● **FRAGMENTO DEL DOCUMENTO**:
┌──

[Los gitanos]
En la pampa de la quinta Fano de la
Av. Núñez, en la pampa “Valer” del Jr. Huancavelica o en terreno de la municipalidad donde ahora está construido el Parque Centenario, de pronto se aparecían
las vistosas carpas de los gitanos. Entonces la curiosidad por esas extrañas
gentes hacía que poco a poco todo el pueblo fuera a verlos. Pues llamaba la
atención las extrañas vestimentas de las mujeres que eran unas largas y
coloridas faldas de seda o algo parecido que les llegaba hasta los tobillos,
una blusa igual de llamativa y un gran pañolón cubriéndoles la cabeza y
acababan calzando unos zapatos calados de vivos colores. Tenían la boca bien
pintada de rojo. Las muñecas y los tobillos adornados con argollas de plata.
Buenos anillos en varios de sus dedos. Ricos collares en sus cuellos y unos
grandes aros dorados colgando del lóbulo de sus orejas. Las más jóvenes eran
muy bonitas, pero las viejas hasta bigote tenían. Yo iba a verlos todos los
días.

└──

● **EJERCICIOS**:
1. Cita del fragmento sobre los gitanos el pasaje que va desde "[Los gitanos]" hasta "argollas de plata.", incluidas ambas partes.
2. Explica en una a tres oraciones por qué, según el fragmento sobre los gitanos, todo el pueblo acababa yendo a verlos.
Los datos no tienen ninguna relación con el fragmento sobre los gitanos.

● **DATOS**:

┌──

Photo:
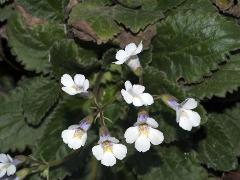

└──

● **RESPUESTAS**:
1.
[Los gitanos]
En la pampa de la quinta Fano de la
Av. Núñez, en la pampa “Valer” del Jr. Huancavelica o en terreno de la municipalidad donde ahora está construido el Parque Centenario, de pronto se aparecían
las vistosas carpas de los gitanos. Entonces la curiosidad por esas extrañas
gentes hacía que poco a poco todo el pueblo fuera a verlos. Pues llamaba la
atención las extrañas vestimentas de las mujeres que eran unas largas y
coloridas faldas de seda o algo parecido que les llegaba hasta los tobillos,
una blusa igual de llamativa y un gran pañolón cubriéndoles la cabeza y
acababan calzando unos zapatos calados de vivos colores. Tenían la boca bien
pintada de rojo. Las muñecas y los tobillos adornados con argollas de plata.

2. Todo el pueblo iba a verlos por la curiosidad que despertaban esas gentes extrañas. Lo que más llamaba la atención eran las extrañas vestimentas de las mujeres: largas faldas coloridas hasta los tobillos, una blusa igual de llamativa y un gran pañolón que les cubría la cabeza.